[Referring expression data]
· · · ·

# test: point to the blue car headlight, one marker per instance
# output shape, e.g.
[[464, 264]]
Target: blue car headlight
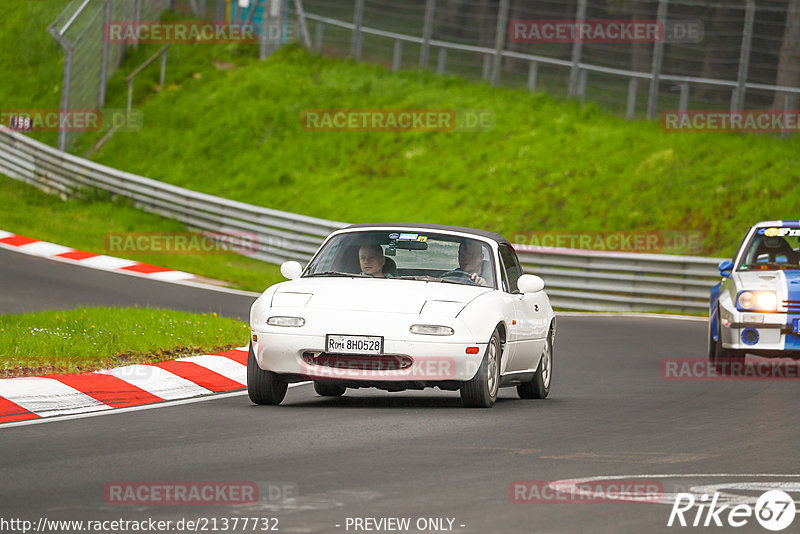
[[765, 301]]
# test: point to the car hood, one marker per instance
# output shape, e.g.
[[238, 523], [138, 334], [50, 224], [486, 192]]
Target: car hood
[[373, 295]]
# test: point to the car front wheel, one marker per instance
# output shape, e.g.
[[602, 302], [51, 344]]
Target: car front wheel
[[539, 387], [481, 391], [263, 387]]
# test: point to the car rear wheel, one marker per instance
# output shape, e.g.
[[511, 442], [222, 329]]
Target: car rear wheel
[[329, 390], [539, 387], [263, 387], [724, 360], [481, 391]]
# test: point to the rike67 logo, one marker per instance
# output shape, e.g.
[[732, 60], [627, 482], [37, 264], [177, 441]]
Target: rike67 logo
[[774, 510]]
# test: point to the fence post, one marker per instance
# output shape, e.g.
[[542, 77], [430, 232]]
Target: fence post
[[355, 43], [737, 99], [684, 101], [137, 17], [499, 41], [318, 36], [104, 57], [397, 56], [533, 71], [577, 50], [427, 31], [301, 22], [658, 56], [630, 108]]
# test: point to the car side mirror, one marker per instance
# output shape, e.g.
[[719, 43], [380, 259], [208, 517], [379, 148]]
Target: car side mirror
[[725, 267], [291, 269], [530, 283]]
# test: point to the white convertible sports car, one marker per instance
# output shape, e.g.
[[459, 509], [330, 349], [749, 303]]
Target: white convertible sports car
[[756, 308], [404, 306]]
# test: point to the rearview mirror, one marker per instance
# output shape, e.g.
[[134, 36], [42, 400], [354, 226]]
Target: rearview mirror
[[530, 283], [291, 269], [725, 267]]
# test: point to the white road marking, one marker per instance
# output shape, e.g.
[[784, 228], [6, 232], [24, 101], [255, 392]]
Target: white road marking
[[46, 397], [157, 381], [116, 411]]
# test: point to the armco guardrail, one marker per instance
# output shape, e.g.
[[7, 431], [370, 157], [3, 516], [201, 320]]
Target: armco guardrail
[[576, 279], [620, 281], [279, 235]]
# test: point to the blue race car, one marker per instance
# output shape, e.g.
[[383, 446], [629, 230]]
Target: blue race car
[[756, 307]]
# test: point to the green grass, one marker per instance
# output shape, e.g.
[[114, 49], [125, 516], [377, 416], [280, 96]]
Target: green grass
[[86, 339], [30, 58], [546, 166], [84, 224]]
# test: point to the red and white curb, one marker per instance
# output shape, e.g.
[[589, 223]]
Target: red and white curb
[[28, 398], [52, 251]]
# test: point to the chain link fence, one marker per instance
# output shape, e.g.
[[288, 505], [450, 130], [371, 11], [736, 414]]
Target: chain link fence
[[737, 54], [89, 59]]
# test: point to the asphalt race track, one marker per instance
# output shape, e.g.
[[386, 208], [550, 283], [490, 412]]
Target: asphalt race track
[[414, 455]]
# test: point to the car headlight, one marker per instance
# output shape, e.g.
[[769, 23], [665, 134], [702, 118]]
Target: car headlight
[[757, 300], [280, 320], [431, 330]]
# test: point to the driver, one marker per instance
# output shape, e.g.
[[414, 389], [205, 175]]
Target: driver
[[470, 262], [372, 260]]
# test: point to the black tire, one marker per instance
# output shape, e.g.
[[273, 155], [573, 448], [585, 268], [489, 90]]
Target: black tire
[[263, 387], [481, 391], [724, 360], [539, 387], [329, 390]]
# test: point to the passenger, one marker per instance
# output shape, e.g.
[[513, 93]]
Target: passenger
[[372, 260], [470, 263]]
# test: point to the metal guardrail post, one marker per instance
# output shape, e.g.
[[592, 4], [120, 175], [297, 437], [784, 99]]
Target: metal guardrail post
[[738, 96], [427, 31], [577, 51], [499, 40], [358, 17], [658, 57]]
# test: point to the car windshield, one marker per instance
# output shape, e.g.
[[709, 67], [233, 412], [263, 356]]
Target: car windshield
[[406, 255], [772, 248]]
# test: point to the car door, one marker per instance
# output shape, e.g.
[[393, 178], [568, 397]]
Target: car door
[[530, 329]]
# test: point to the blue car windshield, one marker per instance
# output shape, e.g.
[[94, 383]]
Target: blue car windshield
[[772, 248]]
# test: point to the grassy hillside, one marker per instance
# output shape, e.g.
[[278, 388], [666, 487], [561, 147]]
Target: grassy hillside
[[546, 165]]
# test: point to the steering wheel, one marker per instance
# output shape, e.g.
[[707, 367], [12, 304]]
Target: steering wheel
[[459, 274]]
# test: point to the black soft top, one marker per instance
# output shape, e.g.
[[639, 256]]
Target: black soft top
[[483, 233]]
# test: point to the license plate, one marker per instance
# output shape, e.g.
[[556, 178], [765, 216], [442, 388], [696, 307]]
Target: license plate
[[344, 344]]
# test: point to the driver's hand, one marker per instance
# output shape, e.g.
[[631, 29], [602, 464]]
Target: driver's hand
[[477, 279]]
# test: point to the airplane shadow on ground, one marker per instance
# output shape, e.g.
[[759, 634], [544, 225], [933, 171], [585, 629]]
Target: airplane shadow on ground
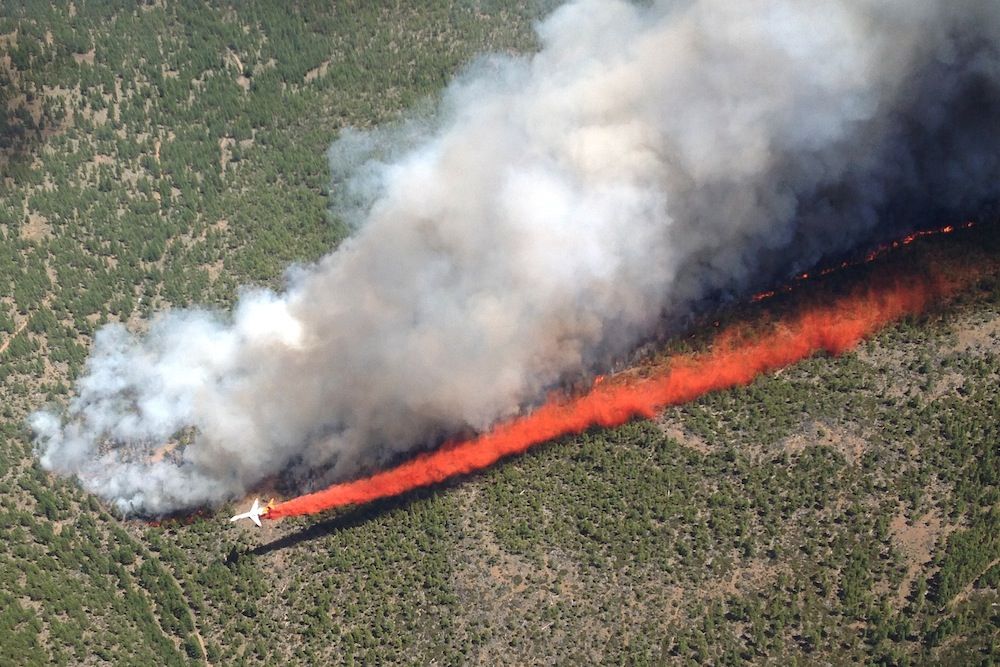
[[352, 518]]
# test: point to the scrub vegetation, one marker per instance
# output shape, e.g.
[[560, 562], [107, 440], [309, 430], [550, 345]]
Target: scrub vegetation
[[844, 510]]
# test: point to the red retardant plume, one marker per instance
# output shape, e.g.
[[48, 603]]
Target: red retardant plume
[[734, 358]]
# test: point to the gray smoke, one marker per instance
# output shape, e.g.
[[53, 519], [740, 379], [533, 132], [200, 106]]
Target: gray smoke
[[558, 209]]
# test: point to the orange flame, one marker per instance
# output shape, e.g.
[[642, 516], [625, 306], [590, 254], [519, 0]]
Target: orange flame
[[733, 360], [871, 256]]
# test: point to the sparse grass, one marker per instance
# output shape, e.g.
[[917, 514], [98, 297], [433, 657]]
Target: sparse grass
[[166, 154]]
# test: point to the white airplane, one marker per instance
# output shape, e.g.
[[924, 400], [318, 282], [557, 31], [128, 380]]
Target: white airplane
[[254, 513]]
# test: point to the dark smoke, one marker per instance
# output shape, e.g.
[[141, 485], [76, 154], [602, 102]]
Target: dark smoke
[[559, 208]]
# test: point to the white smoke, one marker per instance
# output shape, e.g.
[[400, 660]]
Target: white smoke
[[560, 208]]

· · · ·

▸ Task goal: What is needed here is each line above set down word for word, minus the images.

▸ Response to this exercise:
# test: point to the blue car headlight, one marker per instance
# output shape, e.g.
[[464, 264]]
Target: blue car headlight
[[765, 301]]
# test: point to the car hood, one marker per instance
# output shape, e.g.
[[238, 523], [138, 334], [50, 224], [486, 192]]
Target: car hood
[[373, 295]]
# test: point to the car front wheel, one marker per instance
# output shape, e.g.
[[602, 302], [51, 344]]
Target: car front wheel
[[539, 387], [481, 391], [263, 387]]
# test: point to the car rear wheel, one marker per instance
# output shape, e.g.
[[511, 442], [222, 329]]
Target: car rear wheel
[[329, 390], [539, 387], [263, 387], [724, 360], [481, 391]]
# test: point to the rike67 logo, one marker per instance
# output shape, e.g.
[[732, 60], [627, 482], [37, 264], [177, 441]]
Target: rike67 logo
[[774, 510]]
# test: point to the fence post, one marker per instance
# output shape, e.g.
[[542, 77], [430, 232]]
Target: fence post
[[355, 43], [737, 99], [684, 101], [137, 17], [499, 41], [318, 36], [104, 57], [397, 56], [533, 71], [577, 50], [427, 31], [301, 22], [658, 56], [630, 108]]
# test: point to the car side mirror, one marker per instance
# output shape, e.g.
[[719, 43], [380, 259], [208, 517], [379, 148]]
Target: car side mirror
[[725, 267], [291, 269], [530, 283]]
# test: point to the white convertible sports car, one marker per instance
# output shape, e.g.
[[459, 509], [330, 349], [749, 303]]
Target: white convertible sports car
[[756, 308], [404, 306]]
# test: point to the rearview mirror, one marker per instance
# output shape, e.g.
[[134, 36], [42, 400], [354, 226]]
Target: rearview mirror
[[530, 283], [291, 269], [725, 267]]
# test: point to the white road marking, one marker per instance
# output shape, e.g.
[[784, 228], [6, 232], [24, 101], [255, 392]]
Target: white road marking
[[46, 397], [157, 381], [116, 411]]
# test: point to the armco guardrail, one marker per instance
# output shape, e.g.
[[7, 431], [370, 157], [3, 516], [201, 320]]
Target: armco guardrail
[[576, 279], [620, 281], [279, 235]]
# test: point to the blue race car, one marker per instance
# output shape, e.g.
[[383, 446], [629, 230]]
Target: blue race car
[[756, 307]]
# test: point to the green grass, one marker per instance
# output shape, e.g.
[[114, 49], [125, 516], [377, 416], [280, 96]]
Target: green grass
[[86, 339], [30, 58], [546, 166], [84, 224]]
# test: point to the red and white curb, one marker per instance
# output shape, e.g.
[[589, 223]]
Target: red and white curb
[[28, 398], [52, 251]]
# test: point to the chain link fence, one marker per instance
# output shape, e.g.
[[288, 505], [450, 130], [371, 11], [736, 414]]
Target: chain link fence
[[737, 54], [89, 59]]
# test: point to the asphalt race track, one marker per instance
# output shape, e.g.
[[386, 208], [550, 283], [490, 412]]
Target: asphalt race track
[[414, 455]]
# test: point to the car headlight, one marker per instance
# output shape, e.g.
[[769, 23], [665, 134], [702, 118]]
Target: car headlight
[[757, 300], [280, 320], [431, 330]]
# test: point to the driver, one marker per instance
# output shape, e.g.
[[414, 389], [205, 175]]
Target: driver
[[470, 262], [372, 260]]
# test: point to the black tire, one marker per instance
# output shape, e.g.
[[273, 155], [573, 448], [585, 268], [489, 90]]
Target: black tire
[[263, 387], [481, 391], [724, 360], [539, 387], [329, 390]]
# test: point to the passenger, one marker per instance
# output shape, e.g.
[[513, 93]]
Target: passenger
[[372, 260], [470, 263]]
# test: point to the metal guardrail post, one marker per instance
# output shape, e.g.
[[592, 4], [120, 175], [297, 437], [784, 99]]
Target: metal guardrail post
[[738, 96], [427, 31], [577, 51], [499, 40], [358, 17], [658, 57]]
# test: point to the car windshield, one marker per instance
# output shape, e.g.
[[709, 67], [233, 412], [263, 356]]
Target: car windshield
[[406, 255], [772, 248]]
# test: point to the car door, one marker per instance
# output shape, e.g.
[[393, 178], [568, 397]]
Target: car door
[[530, 329]]
# test: point to the blue car windshield, one marker per instance
# output shape, e.g.
[[94, 383]]
Target: blue car windshield
[[772, 248]]
# test: point to the grassy hillside, one marker per instance
# output shape, e.g.
[[278, 388], [666, 487], [561, 147]]
Target: grassy hillside
[[546, 165]]
# test: point to the steering wheel, one marker per instance
# output shape, e.g.
[[707, 367], [12, 304]]
Target: steering wheel
[[459, 274]]
# test: point to the black soft top, one marker per instance
# output shape, e.g.
[[639, 256]]
Target: black soft top
[[483, 233]]
# test: point to the license plate, one marker per instance
# output shape, e.g.
[[556, 178], [765, 216], [442, 388], [696, 307]]
Target: license plate
[[344, 344]]
# test: point to the driver's hand, one marker per instance
# output shape, e.g.
[[631, 29], [602, 464]]
Target: driver's hand
[[477, 279]]
# test: point to the airplane shadow on ground, one marker per instance
# output shape, e.g.
[[759, 634], [544, 225], [933, 171], [585, 629]]
Target: airplane shadow on ground
[[352, 518]]
# test: point to the scrub vegetation, one marker per instance
# output shape, e.g.
[[560, 562], [107, 440], [309, 430], [550, 345]]
Target: scrub vegetation
[[844, 510]]
# test: point to the red retardant plume, one marker per instance
# output shape, e.g.
[[48, 603]]
Target: red retardant plume
[[734, 358]]
# test: point to the gray smoke, one marker per instance
# output shape, e.g.
[[53, 519], [740, 379], [533, 132], [200, 106]]
Target: gray smoke
[[558, 209]]
# test: point to the orange flame, one marker per instance
# output shape, e.g.
[[642, 516], [625, 306], [590, 254], [519, 0]]
Target: orange flame
[[733, 360], [871, 256]]
# test: point to the sparse grass, one marker per instance
# output shape, e.g.
[[917, 514], [98, 297], [433, 657]]
Target: sparse grass
[[166, 154]]
# test: point to the white airplane, one marker per instance
# output shape, e.g.
[[924, 400], [318, 282], [557, 31], [128, 380]]
Target: white airplane
[[254, 513]]
# test: point to the dark smoke, one marker per instance
# output shape, e.g.
[[141, 485], [76, 154], [602, 102]]
Target: dark smoke
[[559, 208]]
# test: point to the white smoke, one marker per instance
# output shape, e.g.
[[400, 660]]
Target: white smoke
[[560, 208]]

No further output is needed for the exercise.